(A block of data)

-- -- --

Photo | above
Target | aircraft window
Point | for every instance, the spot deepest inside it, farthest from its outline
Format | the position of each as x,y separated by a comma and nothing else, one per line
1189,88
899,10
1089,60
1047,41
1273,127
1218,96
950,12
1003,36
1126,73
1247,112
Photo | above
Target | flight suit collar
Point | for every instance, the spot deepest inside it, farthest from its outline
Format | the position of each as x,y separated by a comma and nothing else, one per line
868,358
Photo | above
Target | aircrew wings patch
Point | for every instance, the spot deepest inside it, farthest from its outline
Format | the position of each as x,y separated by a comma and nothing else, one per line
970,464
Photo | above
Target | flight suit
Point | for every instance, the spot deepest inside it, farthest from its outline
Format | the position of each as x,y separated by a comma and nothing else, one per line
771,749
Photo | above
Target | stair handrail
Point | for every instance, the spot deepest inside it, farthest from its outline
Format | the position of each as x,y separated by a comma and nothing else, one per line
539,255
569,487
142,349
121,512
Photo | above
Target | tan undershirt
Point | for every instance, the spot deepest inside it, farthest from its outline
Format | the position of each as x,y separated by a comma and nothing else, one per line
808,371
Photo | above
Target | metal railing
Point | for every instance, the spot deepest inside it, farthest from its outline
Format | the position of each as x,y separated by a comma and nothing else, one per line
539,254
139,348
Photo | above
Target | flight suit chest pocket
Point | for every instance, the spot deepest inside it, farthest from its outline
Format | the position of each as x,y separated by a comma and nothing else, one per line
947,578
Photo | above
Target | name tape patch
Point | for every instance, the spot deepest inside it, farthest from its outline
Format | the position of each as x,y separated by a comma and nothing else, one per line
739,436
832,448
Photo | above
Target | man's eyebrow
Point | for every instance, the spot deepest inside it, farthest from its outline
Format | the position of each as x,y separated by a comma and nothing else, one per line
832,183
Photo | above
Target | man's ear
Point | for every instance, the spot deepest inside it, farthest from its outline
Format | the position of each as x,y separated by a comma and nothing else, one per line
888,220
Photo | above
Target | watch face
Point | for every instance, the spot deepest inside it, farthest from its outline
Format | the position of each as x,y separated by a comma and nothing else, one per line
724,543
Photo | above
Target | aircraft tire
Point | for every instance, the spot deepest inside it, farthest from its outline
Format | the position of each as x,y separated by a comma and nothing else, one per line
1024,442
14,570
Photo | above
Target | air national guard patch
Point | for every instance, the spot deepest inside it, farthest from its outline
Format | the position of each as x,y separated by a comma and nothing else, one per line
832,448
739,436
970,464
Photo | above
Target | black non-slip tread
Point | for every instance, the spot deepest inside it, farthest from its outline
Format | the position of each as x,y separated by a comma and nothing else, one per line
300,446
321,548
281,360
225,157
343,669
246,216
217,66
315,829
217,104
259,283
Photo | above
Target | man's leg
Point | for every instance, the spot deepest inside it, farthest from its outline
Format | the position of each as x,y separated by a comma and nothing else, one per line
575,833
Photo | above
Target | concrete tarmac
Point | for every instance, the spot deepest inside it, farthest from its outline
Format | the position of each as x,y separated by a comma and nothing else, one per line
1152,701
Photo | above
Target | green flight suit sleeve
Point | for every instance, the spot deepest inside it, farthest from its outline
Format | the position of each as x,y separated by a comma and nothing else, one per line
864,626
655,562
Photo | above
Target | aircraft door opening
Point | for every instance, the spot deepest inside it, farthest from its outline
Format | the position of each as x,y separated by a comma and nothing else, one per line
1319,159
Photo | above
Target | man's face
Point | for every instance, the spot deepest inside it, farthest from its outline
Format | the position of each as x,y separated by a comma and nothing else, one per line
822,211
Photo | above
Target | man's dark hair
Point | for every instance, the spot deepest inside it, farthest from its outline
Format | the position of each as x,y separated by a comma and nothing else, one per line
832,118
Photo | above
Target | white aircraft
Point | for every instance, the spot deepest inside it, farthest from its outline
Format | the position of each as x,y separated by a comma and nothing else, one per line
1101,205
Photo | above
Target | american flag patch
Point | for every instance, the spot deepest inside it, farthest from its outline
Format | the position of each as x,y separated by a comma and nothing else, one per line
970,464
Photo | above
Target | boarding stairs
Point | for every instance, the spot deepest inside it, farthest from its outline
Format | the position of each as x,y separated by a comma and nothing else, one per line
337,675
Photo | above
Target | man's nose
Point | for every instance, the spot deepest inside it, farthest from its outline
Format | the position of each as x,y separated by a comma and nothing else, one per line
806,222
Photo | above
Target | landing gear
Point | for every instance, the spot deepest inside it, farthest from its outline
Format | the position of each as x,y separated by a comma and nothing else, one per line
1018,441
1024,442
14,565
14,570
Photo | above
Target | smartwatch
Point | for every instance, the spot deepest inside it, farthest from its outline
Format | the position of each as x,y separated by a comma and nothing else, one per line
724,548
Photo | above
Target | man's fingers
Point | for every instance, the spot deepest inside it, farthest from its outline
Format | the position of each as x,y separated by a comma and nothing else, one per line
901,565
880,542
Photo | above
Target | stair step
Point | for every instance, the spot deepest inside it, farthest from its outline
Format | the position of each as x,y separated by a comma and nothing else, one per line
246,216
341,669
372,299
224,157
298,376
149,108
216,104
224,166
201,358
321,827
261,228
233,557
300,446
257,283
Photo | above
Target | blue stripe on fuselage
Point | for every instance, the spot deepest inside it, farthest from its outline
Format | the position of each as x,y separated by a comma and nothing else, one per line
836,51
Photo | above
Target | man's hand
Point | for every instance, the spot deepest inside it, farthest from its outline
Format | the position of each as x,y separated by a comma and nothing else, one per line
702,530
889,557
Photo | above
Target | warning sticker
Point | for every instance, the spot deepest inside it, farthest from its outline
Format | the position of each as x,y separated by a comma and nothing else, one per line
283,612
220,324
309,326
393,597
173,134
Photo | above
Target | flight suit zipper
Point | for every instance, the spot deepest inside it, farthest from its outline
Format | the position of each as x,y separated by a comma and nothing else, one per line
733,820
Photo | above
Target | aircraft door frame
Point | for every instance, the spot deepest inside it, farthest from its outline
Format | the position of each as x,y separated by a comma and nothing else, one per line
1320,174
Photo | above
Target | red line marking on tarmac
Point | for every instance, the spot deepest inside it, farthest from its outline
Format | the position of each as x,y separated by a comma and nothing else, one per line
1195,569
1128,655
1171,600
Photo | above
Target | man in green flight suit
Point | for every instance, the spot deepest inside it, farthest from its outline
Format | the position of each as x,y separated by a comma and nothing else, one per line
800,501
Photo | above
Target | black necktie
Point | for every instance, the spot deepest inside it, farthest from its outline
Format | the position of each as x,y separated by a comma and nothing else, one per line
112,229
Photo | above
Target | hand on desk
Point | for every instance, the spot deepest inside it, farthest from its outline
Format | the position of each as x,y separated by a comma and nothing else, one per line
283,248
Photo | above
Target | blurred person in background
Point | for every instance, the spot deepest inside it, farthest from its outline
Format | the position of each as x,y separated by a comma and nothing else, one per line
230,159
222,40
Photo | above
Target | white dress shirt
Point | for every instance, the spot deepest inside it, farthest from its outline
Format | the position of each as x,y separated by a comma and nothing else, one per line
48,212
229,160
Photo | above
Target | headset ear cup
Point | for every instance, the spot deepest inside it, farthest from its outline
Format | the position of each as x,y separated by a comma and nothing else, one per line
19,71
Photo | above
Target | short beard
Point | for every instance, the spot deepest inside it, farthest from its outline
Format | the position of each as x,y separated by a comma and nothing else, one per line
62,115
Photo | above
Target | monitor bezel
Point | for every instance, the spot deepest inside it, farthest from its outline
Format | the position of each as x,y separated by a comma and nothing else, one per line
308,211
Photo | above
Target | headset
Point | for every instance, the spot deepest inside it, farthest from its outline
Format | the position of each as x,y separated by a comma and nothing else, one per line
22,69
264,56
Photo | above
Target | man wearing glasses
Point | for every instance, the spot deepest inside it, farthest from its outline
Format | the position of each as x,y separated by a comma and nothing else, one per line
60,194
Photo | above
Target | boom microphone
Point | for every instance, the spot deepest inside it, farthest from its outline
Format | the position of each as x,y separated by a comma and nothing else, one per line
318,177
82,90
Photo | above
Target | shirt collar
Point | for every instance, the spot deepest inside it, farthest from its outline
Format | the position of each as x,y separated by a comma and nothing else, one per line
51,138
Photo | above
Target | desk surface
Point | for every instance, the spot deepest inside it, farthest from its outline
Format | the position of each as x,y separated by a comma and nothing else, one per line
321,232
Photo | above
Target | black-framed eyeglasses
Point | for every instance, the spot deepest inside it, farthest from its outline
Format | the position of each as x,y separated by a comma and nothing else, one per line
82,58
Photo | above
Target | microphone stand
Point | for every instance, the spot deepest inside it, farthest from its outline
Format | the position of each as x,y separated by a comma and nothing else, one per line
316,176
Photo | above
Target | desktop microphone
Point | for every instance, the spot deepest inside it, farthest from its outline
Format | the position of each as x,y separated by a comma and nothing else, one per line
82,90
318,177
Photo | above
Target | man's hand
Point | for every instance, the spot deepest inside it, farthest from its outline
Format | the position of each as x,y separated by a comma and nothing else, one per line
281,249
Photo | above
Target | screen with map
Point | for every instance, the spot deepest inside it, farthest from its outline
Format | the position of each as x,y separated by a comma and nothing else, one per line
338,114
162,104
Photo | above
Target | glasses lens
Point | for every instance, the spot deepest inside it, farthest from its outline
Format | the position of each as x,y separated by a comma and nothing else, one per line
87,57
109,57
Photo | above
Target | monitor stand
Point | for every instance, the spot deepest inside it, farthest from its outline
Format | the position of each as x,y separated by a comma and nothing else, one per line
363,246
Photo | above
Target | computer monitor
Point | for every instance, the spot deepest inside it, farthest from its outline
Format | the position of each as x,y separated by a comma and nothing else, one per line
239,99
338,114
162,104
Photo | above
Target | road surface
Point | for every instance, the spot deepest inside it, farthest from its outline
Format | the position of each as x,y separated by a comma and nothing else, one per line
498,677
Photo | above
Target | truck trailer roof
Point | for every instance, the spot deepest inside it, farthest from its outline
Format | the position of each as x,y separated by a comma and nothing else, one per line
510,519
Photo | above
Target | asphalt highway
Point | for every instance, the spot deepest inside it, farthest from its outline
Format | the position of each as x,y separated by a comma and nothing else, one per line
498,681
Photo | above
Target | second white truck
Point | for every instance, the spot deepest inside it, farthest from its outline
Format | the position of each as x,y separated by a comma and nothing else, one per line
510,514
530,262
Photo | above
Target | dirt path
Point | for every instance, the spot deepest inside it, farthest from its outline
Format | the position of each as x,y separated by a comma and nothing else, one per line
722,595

-- -- --

_TASK PROMPT:_
From the listing above, copy out every line that contains the word "black".

_EXERCISE ANSWER:_
Target | black non-slip tread
Target | black necktie
Target | black-framed eyeglasses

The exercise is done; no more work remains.